*TASK DIRECTIONS*.
Please arrange all of the records below as a numbered list, leaving out any blank lines.

──────── MATERIAL SHOWN ────────

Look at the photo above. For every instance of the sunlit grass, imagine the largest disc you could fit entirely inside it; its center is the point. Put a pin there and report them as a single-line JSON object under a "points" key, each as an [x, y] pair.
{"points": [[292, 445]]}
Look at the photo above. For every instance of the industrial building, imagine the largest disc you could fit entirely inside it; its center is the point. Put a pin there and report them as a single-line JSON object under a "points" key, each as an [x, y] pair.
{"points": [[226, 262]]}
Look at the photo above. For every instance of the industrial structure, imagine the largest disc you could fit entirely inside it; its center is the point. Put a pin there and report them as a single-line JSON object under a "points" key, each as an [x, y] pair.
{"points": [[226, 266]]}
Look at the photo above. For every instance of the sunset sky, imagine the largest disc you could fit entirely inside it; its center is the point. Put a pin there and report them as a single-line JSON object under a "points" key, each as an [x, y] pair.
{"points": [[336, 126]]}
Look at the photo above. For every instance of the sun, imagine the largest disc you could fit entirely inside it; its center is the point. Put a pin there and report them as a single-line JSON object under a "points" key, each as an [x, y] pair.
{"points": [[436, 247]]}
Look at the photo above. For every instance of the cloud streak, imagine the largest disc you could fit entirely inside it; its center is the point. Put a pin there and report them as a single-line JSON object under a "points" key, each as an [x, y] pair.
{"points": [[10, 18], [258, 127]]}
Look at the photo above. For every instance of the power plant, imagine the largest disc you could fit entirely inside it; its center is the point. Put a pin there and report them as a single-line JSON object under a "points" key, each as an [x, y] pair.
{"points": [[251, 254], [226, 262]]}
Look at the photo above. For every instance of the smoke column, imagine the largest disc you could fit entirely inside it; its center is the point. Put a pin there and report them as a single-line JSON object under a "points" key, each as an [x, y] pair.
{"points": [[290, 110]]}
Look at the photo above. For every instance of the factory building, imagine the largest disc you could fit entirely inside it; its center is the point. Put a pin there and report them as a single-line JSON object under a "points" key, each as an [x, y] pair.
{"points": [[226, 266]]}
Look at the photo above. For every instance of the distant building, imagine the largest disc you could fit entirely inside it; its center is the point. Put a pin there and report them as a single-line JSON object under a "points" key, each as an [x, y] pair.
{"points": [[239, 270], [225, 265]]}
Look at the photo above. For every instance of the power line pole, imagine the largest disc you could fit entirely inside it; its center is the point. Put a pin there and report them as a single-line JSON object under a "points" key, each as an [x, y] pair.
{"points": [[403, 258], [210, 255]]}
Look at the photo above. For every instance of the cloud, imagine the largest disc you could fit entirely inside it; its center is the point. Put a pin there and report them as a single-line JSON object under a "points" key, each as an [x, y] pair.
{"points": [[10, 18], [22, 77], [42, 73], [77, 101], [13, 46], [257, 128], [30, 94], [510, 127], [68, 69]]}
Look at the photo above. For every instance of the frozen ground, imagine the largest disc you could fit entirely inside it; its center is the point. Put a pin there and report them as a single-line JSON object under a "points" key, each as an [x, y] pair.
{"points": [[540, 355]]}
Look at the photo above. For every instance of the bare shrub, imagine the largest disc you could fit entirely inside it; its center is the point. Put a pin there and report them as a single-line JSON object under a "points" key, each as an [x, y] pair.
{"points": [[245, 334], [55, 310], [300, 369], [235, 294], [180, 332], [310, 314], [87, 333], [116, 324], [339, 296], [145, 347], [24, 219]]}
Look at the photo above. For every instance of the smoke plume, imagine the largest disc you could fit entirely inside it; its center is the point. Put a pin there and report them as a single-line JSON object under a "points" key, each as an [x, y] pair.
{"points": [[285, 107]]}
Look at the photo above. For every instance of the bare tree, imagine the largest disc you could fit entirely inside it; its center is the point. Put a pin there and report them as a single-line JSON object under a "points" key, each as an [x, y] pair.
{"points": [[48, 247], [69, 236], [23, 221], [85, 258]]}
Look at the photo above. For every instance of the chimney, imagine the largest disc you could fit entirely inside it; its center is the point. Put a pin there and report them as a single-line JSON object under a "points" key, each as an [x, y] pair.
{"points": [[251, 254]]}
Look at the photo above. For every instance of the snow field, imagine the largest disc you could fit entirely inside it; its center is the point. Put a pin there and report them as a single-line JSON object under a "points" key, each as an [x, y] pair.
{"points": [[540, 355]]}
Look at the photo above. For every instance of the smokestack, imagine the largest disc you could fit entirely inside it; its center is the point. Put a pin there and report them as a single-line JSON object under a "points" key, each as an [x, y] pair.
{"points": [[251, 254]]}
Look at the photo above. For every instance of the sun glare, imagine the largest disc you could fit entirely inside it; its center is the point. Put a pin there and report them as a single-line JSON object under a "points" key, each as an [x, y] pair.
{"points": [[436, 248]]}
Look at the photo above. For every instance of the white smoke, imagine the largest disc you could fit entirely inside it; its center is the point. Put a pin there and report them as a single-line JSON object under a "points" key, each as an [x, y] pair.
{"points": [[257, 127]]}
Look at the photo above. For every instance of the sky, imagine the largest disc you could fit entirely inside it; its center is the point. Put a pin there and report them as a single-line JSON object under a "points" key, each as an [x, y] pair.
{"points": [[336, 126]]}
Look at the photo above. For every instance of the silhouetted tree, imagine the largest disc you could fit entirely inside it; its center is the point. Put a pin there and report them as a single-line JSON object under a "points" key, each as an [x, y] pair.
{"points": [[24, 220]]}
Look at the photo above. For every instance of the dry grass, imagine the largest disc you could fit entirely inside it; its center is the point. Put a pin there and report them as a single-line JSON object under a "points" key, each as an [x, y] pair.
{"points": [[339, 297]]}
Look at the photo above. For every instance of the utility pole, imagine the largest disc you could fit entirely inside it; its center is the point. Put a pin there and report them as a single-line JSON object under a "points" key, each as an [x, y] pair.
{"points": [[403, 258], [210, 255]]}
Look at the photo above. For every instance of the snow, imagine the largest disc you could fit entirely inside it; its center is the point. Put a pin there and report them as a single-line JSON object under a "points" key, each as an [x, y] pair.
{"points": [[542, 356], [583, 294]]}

────────

*THE REPLY*.
1. Look at the photo above. For every instance of the sunlit grass, imagine the largest disc you could fit entirely inside it; its center is the point. Put a pin there and report them as a single-line JSON object under a "points" key, each as an [x, y] pair.
2. {"points": [[292, 445]]}
3. Look at the photo above. For every instance of the industrial building, imagine the largest disc you could fit entirely inside it; its center is the point. Put a pin there and report them as a single-line JSON object under a "points" key, each as an [x, y] pair.
4. {"points": [[226, 262]]}
5. Look at the photo above. For every instance of the industrial structure, imagine the largest disc you could fit entirely inside it; its center is the point. Put a pin there and report them as a single-line JSON object under a "points" key, each as an [x, y] pair.
6. {"points": [[226, 266]]}
7. Look at the photo above. For every instance of the sunset sky, imagine the largest disc you could fit entirely inside it; its center is the point. Put a pin there and report them as a single-line JSON object under a "points" key, each as an [x, y] pair.
8. {"points": [[336, 126]]}
9. Look at the photo above. For every instance of the sun, imagine the largest disc you could fit entirely inside it; its center is the point. Put a pin there and report them as a single-line JSON object under a "points" key, each as an [x, y] pair.
10. {"points": [[436, 247]]}
11. Look at the photo above. For every instance of the cloud streak, imagine the largest disc you could fit entirely inside it; its center is the point. Put a pin there and report them as a single-line JSON object under a "points" key, each as an [x, y] pair.
12. {"points": [[10, 18], [258, 127]]}
13. Look at the photo above. For every instance of the power plant, imagine the largest disc you could fit entirely inside it; its center is the point. Put a pin there and report them as a single-line JSON object under a "points" key, each as an [x, y] pair.
14. {"points": [[251, 254], [226, 262]]}
15. Look at the photo above. For every instance of the smoke column, imagine the largest disc you could fit entirely inside it; its center is the point. Put a pin there and report them as a single-line JSON object under a "points" key, each as an [x, y] pair.
16. {"points": [[290, 110]]}
17. Look at the photo above. For every instance of the factory building, imagine the largest disc you could fit entirely inside it; its center is the point. Put a pin there and report them as a single-line JSON object under a "points" key, each as an [x, y] pair.
18. {"points": [[226, 266]]}
19. Look at the photo above. For every instance of the distant building, imagine the largest disc you could fit entirely inside it; its center is the point. Put a pin there and report them as a single-line JSON object under a "points" key, each as an [x, y] pair.
20. {"points": [[239, 270], [225, 265]]}
21. Look at the photo above. For every instance of the power line pole, imagine the largest disc you could fit entirely inside it; its center is the point. Put a pin there and report them as a single-line JSON object under a "points" key, each as an [x, y] pair.
22. {"points": [[403, 258], [210, 255]]}
23. Look at the photo above. For every instance of the cloud, imagine the largest disc you could fit entirely inside it; its center is the point. Put a pin there and report them as a single-line JSON object under a "points" key, each as an [x, y] pair.
24. {"points": [[10, 18], [22, 77], [42, 73], [77, 101], [13, 46], [257, 128], [30, 94], [510, 127], [68, 69]]}
25. Look at the photo above. For every instance of the frozen ground, imagine the largest disc you could fit entirely inside it; its center is the point. Put a pin there and report them as a single-line JSON object under a "points" key, each as an [x, y] pair.
26. {"points": [[540, 355]]}
27. Look at the photo above. For every instance of the bare shrub, imagine the largest disc you could fit entirely inside it; its center is the point. Put a pin there and report them as a single-line JSON object under a "points" key, each as an [x, y] pair.
28. {"points": [[245, 334], [55, 310], [300, 369], [235, 294], [180, 332], [310, 314], [87, 333], [116, 324], [339, 296], [145, 347], [24, 219]]}
29. Look at the photo above. For every instance of the smoke plume, imagine the largest disc you could fit entirely inside it; its center is the point. Put a pin there and report them as a single-line JSON object under a "points" key, each as an [x, y] pair.
30. {"points": [[285, 107]]}
31. Look at the photo above. For every instance of the bare tree, imagine the largest disc you could fit entirely inside it; its center is the point. Put a pin there and report them as a single-line JSON object under a "points" key, each as an [x, y] pair.
32. {"points": [[48, 247], [69, 236], [23, 221], [85, 258]]}
33. Look at the photo above. For every instance of the chimney, imagine the largest disc you could fit entirely inside it; its center is the point. Put a pin there and report them as a single-line JSON object under a "points" key, each as an [x, y] pair.
34. {"points": [[251, 254]]}
35. Look at the photo above. For every instance of the snow field, imagine the largest disc you could fit entirely inside it; its center is the point. Put a pin there and report them as a single-line JSON object under a "points" key, each as an [x, y] pair.
36. {"points": [[540, 355]]}
37. Look at the photo above. For every instance of the smokestack, imagine the largest disc you could fit entirely inside it; its center is the point. Put a pin there and report them as a single-line JSON object under a "points" key, each as an [x, y] pair.
38. {"points": [[251, 254]]}
39. Look at the photo above. For every instance of the sun glare, imagine the largest disc you could fit entirely inside it; its center is the point. Put a pin there and report them as a single-line JSON object under a "points" key, each as an [x, y] pair.
40. {"points": [[436, 248]]}
41. Look at the photo above. For every instance of the white smoke, imagine the largest disc you could fit entirely inside it; its center is the point. Put a pin there and report them as a single-line JSON object under a "points" key, each as an [x, y] pair.
42. {"points": [[257, 127]]}
43. Look at the photo above. For every instance of the sky, imagine the largest disc you could fit entirely inside it; its center is the point. Put a pin there and report them as a single-line JSON object under a "points" key, each as an [x, y] pair.
44. {"points": [[336, 126]]}
45. Look at the photo above. For every instance of the silhouetted tree, imagine the largest disc you could fit entirely inside it; its center is the point. Put a pin there and report them as a single-line JSON object under a "points" key, each as an [x, y] pair.
46. {"points": [[24, 220]]}
47. Look at the photo above. For every instance of the dry grass, imagine the largest disc you could fit entirely inside it; its center is the point. Put a pin there and report them as a single-line JSON object under a "points" key, each as an [x, y] pair.
48. {"points": [[339, 297]]}
49. Look at the photo above. For every instance of the utility pole, imagine the largest disc you could fit entirely inside it; its center is the point. Put a pin there and report them as a single-line JSON object under a "points" key, each as an [x, y] pair.
50. {"points": [[403, 258], [210, 255]]}
51. Look at the photo above. For every instance of the snow, imagine the largest disc you could fit entirely inside it; its center is the point. Put a pin there and report them as a single-line JSON object under a "points" key, each as an [x, y] pair.
52. {"points": [[542, 356], [583, 294]]}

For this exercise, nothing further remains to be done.